═════ Extracted entries
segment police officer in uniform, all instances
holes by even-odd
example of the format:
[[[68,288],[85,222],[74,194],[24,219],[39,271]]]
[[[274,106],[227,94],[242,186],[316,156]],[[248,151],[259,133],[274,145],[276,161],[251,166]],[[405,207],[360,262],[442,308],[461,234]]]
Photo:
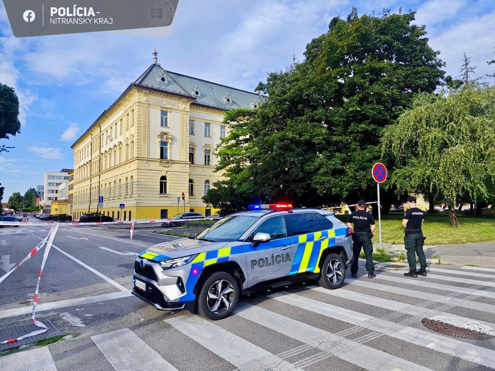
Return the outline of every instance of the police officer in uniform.
[[[426,277],[426,258],[423,251],[423,244],[426,237],[423,235],[421,226],[425,220],[425,212],[416,207],[416,197],[411,196],[407,199],[409,209],[404,213],[402,227],[404,227],[404,243],[407,252],[409,272],[404,273],[406,277],[417,277],[418,275]],[[416,255],[419,259],[421,268],[416,271]]]
[[[366,270],[368,278],[376,277],[375,266],[373,264],[373,244],[371,237],[376,226],[375,220],[370,213],[366,211],[366,203],[363,200],[357,201],[357,211],[351,213],[347,221],[347,226],[352,228],[354,223],[354,232],[352,234],[352,250],[354,251],[354,262],[350,267],[351,276],[357,277],[357,262],[361,253],[361,248],[364,250],[366,257]]]

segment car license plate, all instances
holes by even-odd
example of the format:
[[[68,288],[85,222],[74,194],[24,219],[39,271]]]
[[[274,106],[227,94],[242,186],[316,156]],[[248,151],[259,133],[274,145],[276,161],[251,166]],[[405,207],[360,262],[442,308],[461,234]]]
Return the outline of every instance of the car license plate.
[[[136,282],[134,282],[134,285],[136,287],[146,291],[146,284],[145,282],[142,282],[139,279],[136,279]]]

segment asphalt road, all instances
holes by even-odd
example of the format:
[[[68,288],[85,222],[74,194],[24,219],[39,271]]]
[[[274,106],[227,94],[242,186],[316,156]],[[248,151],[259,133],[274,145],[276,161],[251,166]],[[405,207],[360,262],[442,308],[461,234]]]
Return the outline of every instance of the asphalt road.
[[[0,229],[0,275],[48,230]],[[37,318],[74,337],[0,357],[0,370],[495,369],[495,337],[442,335],[422,322],[460,316],[493,329],[495,269],[435,265],[415,279],[403,277],[405,267],[387,263],[370,279],[360,262],[358,278],[348,271],[341,289],[307,282],[244,296],[235,314],[212,322],[189,311],[159,311],[130,295],[137,254],[173,239],[139,230],[131,242],[125,229],[61,227],[42,277]],[[31,322],[44,251],[0,284],[0,329]]]

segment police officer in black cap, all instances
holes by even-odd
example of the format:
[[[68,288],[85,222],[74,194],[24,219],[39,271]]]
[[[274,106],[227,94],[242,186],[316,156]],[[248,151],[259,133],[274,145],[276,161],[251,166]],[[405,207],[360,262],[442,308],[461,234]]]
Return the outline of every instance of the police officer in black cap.
[[[426,258],[423,251],[423,244],[426,238],[423,235],[421,226],[425,220],[425,212],[416,207],[416,197],[411,196],[407,199],[409,210],[404,213],[402,227],[404,227],[404,243],[407,252],[409,272],[404,273],[406,277],[417,277],[418,275],[426,277]],[[421,266],[416,270],[416,255],[417,254]]]
[[[354,251],[354,262],[350,267],[350,274],[353,277],[357,277],[357,261],[361,253],[361,248],[364,250],[366,257],[366,270],[368,278],[376,277],[375,266],[373,264],[373,244],[371,238],[376,226],[375,220],[370,213],[366,211],[366,203],[364,200],[357,201],[357,211],[351,213],[347,221],[347,226],[352,228],[354,223],[354,232],[352,234],[352,250]]]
══════════
Exercise requirements> Could you set down every line of the records above word for word, leaving out the pictures?

Response to this task>
segment police officer in uniform, all instances
holes by even-odd
example of the format:
[[[68,288],[85,222],[74,194],[24,219],[39,271]]]
[[[274,106],[227,94],[242,186],[316,156]],[[248,151],[259,133],[274,145],[276,161],[251,166]],[[405,207],[360,262],[442,308],[461,234]]]
Photo:
Return the outline of every instance of the police officer in uniform.
[[[426,277],[426,258],[423,251],[423,244],[426,237],[423,235],[421,226],[425,220],[425,212],[416,207],[416,197],[411,196],[407,199],[409,209],[404,213],[402,227],[404,227],[404,243],[407,252],[409,272],[404,273],[406,277],[417,277],[418,275]],[[416,255],[419,259],[421,268],[416,271]]]
[[[366,270],[368,278],[376,277],[375,266],[373,264],[373,244],[371,237],[376,226],[375,220],[370,213],[366,211],[366,203],[363,200],[357,201],[357,211],[351,213],[347,221],[347,226],[352,228],[354,223],[354,232],[352,234],[352,250],[354,251],[354,262],[350,267],[351,276],[357,277],[357,262],[361,253],[361,248],[364,250],[366,257]]]

segment car license plate, all instances
holes by even-odd
example of the format:
[[[68,288],[85,222],[74,194],[24,219],[39,271]]]
[[[274,106],[227,94],[242,186],[316,156]],[[248,151],[259,133],[274,145],[276,161],[251,166]],[[405,207],[360,262],[442,308],[461,234]]]
Return the outline of every instance of the car license plate.
[[[136,282],[134,282],[134,285],[136,287],[146,291],[146,284],[145,282],[142,282],[139,279],[136,279]]]

segment asphalt road, all instances
holes by even-odd
example of the format:
[[[68,288],[85,222],[74,194],[24,219],[39,271]]]
[[[274,106],[227,94],[242,186],[316,156]],[[248,151],[259,133],[274,145],[276,161],[251,166]],[[405,207],[360,262],[442,308],[461,234]]]
Return the outline of every instance of the asphalt road.
[[[0,229],[0,275],[48,230]],[[37,318],[74,337],[0,357],[0,370],[495,369],[495,337],[442,335],[422,322],[460,316],[493,329],[495,269],[435,265],[415,279],[403,277],[405,267],[387,263],[370,279],[360,262],[358,278],[348,271],[341,289],[307,282],[244,296],[235,314],[212,322],[189,311],[159,311],[130,295],[137,254],[173,239],[139,230],[131,242],[125,229],[61,227],[42,277]],[[31,322],[44,251],[0,284],[0,329]]]

segment police officer in black cap, all instances
holes by even-odd
example of the format:
[[[68,288],[85,222],[74,194],[24,219],[39,271]]]
[[[274,106],[227,94],[242,186],[316,156]],[[248,151],[259,133],[274,145],[276,161],[251,166]],[[405,207],[360,262],[442,308],[461,234]]]
Return the outline of every instance of the police officer in black cap.
[[[426,258],[423,251],[423,244],[426,238],[423,235],[421,226],[425,220],[425,212],[416,207],[416,197],[411,196],[407,199],[409,210],[404,213],[402,227],[404,227],[404,243],[407,252],[409,272],[404,273],[406,277],[417,277],[418,275],[426,277]],[[421,266],[416,270],[416,255],[417,254]]]
[[[354,251],[354,262],[350,267],[350,274],[353,277],[357,277],[357,261],[361,253],[361,248],[364,250],[366,257],[366,270],[368,278],[376,277],[375,266],[373,264],[373,244],[371,238],[376,226],[375,220],[370,213],[366,211],[366,203],[364,200],[357,201],[357,211],[351,213],[347,221],[347,226],[352,228],[354,223],[354,232],[352,234],[352,250]]]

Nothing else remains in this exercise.